What is required: Before anything else, drop the pictures; then return exactly the lines from the top of the listing through the line with "Mark one point on every instance of the green".

The records:
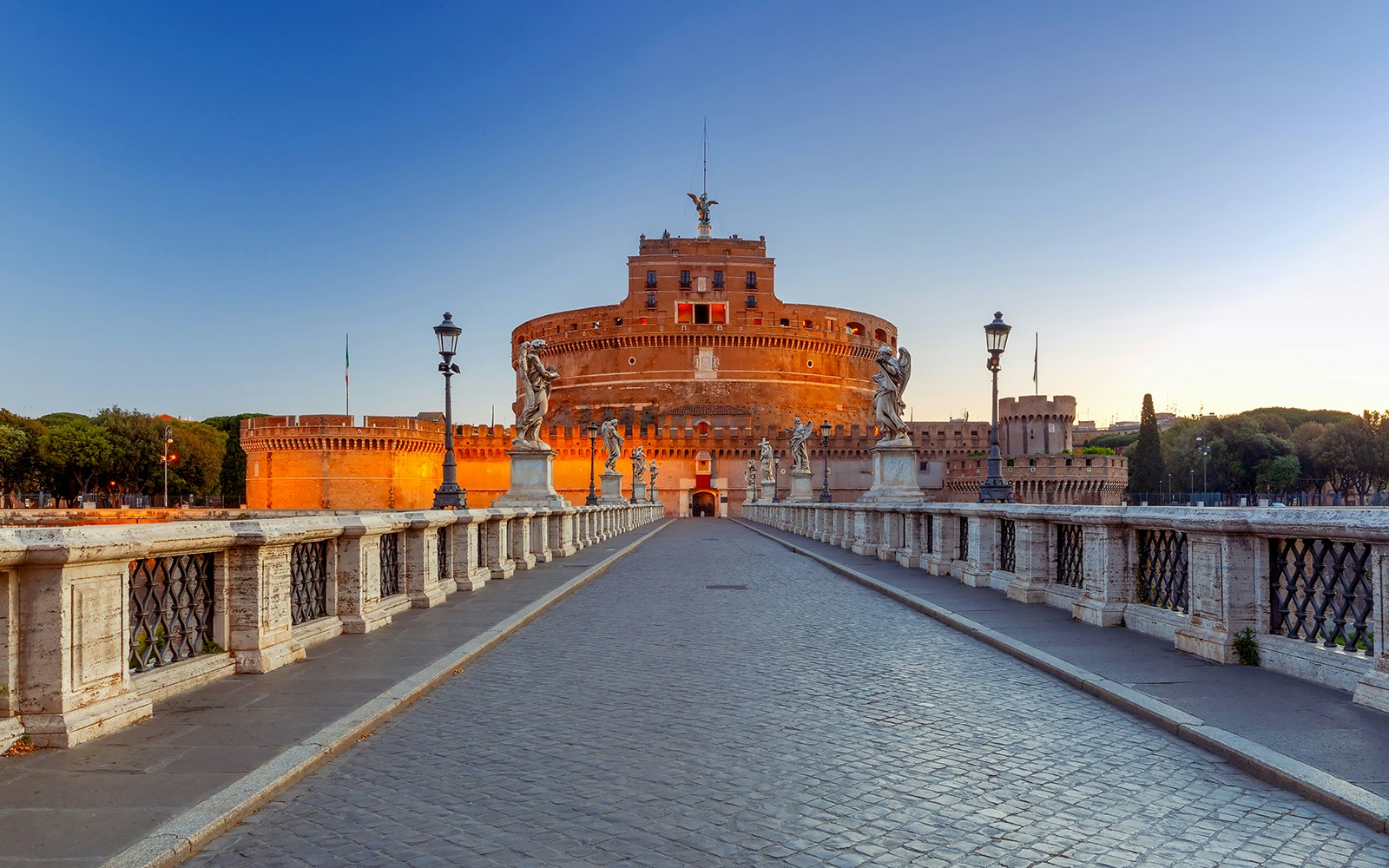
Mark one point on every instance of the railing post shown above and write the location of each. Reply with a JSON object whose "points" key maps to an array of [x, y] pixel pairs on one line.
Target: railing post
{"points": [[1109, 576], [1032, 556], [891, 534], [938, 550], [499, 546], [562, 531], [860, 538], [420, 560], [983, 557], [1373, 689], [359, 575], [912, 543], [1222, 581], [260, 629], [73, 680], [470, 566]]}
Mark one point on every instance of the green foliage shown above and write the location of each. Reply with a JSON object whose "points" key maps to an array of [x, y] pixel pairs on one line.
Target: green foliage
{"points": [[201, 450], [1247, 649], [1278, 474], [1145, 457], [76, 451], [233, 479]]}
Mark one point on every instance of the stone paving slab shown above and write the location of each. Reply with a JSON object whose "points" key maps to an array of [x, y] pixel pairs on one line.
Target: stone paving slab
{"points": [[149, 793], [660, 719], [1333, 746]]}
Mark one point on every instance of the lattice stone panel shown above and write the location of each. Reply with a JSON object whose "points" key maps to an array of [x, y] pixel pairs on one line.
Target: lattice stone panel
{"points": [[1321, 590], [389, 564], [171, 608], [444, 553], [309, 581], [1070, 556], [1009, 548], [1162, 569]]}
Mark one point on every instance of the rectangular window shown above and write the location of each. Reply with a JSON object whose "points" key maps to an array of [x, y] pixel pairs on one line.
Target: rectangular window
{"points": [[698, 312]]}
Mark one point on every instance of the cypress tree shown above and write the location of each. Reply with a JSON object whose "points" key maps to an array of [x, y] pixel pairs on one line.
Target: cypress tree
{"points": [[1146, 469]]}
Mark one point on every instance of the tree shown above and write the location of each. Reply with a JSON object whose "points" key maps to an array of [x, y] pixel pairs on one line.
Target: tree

Response below:
Mark one point on every instance of the railing post shown above and write the location of each. Reply with a JSON object whose "points" key maps to an array of [x, y] pixel pairs on one line.
Target: railing post
{"points": [[1109, 576], [1032, 556], [891, 534], [938, 550], [499, 546], [562, 531], [860, 538], [420, 560], [983, 557], [1373, 689], [359, 575], [912, 543], [1222, 581], [260, 629], [73, 680], [470, 566]]}
Mark one point on every instance of the green foliage shown above and write the location of each. Reply with a JSON object whose "points" key maps to an array of [x, y] pixel pairs on one line.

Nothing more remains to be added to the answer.